- _REQUIREMENT_
Pick out every line in the records below that contains the string "skirt", and copy each of those lines.

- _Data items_

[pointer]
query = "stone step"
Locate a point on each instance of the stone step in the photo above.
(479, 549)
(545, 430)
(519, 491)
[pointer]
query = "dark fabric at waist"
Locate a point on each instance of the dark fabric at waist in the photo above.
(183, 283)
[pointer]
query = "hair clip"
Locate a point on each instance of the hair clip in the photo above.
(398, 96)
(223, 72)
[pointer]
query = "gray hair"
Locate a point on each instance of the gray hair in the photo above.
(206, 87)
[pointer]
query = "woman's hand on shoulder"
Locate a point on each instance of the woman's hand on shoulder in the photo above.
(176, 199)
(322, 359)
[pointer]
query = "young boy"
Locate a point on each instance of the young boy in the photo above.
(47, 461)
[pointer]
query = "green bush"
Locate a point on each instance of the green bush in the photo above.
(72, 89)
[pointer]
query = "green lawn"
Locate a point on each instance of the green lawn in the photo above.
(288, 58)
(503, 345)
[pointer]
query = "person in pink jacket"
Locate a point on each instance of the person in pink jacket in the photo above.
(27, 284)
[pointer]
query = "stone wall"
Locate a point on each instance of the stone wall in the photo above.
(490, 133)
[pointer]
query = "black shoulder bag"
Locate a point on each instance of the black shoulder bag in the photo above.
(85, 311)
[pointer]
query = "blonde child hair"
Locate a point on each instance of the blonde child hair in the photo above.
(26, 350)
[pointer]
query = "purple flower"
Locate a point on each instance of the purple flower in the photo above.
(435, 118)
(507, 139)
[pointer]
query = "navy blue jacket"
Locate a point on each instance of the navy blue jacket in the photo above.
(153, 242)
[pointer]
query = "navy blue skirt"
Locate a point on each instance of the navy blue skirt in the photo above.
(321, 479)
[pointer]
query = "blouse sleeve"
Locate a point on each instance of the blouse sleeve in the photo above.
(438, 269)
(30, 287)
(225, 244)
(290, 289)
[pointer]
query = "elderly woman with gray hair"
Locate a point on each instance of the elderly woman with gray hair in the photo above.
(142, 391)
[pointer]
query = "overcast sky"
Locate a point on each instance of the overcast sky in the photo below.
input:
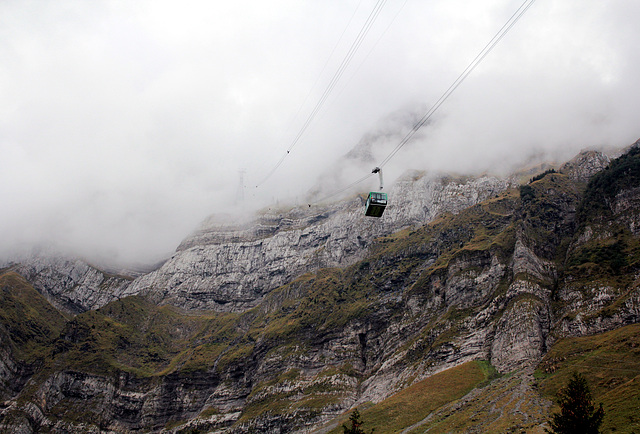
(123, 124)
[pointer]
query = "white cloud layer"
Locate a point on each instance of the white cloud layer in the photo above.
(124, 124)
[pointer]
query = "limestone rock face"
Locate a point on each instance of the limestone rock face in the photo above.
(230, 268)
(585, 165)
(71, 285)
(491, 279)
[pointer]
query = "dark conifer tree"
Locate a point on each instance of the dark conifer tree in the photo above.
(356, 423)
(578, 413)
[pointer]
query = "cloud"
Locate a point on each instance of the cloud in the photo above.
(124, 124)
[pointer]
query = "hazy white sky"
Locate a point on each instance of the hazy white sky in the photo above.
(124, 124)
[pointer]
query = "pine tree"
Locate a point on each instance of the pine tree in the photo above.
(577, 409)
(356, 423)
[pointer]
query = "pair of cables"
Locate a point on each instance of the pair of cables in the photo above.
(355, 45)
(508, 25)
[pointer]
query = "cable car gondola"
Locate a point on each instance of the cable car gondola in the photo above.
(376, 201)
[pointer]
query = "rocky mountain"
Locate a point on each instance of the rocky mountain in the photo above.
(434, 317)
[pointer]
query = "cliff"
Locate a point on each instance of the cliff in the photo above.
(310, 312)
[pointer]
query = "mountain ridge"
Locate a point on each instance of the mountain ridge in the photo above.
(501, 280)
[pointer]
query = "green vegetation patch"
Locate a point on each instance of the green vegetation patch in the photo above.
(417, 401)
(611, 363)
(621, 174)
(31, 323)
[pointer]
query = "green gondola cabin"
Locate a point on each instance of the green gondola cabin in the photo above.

--

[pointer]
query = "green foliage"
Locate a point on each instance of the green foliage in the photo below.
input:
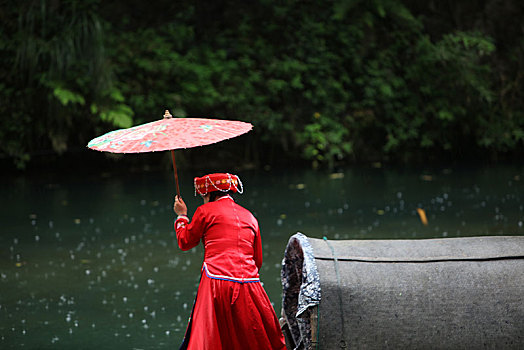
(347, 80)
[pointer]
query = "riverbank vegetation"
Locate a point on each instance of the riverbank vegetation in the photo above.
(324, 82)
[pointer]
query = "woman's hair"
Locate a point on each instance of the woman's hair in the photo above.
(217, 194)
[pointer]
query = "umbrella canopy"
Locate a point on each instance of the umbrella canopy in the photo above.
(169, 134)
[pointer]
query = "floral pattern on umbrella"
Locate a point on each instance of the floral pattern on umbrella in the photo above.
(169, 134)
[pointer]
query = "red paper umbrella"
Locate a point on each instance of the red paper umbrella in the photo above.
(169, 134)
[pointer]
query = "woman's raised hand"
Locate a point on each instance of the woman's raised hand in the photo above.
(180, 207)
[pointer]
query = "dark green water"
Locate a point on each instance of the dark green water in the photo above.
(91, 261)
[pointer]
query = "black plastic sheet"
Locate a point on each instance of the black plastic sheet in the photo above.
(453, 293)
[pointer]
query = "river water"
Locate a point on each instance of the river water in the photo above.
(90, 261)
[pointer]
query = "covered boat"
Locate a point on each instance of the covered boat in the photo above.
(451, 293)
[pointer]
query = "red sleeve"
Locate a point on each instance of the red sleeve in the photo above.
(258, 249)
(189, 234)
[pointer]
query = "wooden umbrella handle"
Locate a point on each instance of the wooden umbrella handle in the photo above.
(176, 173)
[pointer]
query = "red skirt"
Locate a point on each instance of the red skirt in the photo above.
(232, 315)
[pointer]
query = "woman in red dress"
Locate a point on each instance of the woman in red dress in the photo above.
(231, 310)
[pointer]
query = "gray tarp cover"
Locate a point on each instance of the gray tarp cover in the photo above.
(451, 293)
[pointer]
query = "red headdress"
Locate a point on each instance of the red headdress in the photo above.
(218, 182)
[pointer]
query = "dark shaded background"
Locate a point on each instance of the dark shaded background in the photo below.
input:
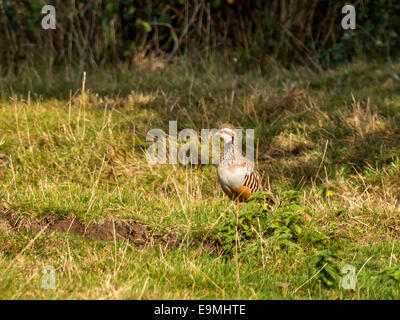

- _FULL RESPONSE_
query = "navy blue skirt"
Locate a point on each instance of the navy blue skirt in the photo above.
query = "red skirt"
Locate a point on each instance of the red skirt in the photo above.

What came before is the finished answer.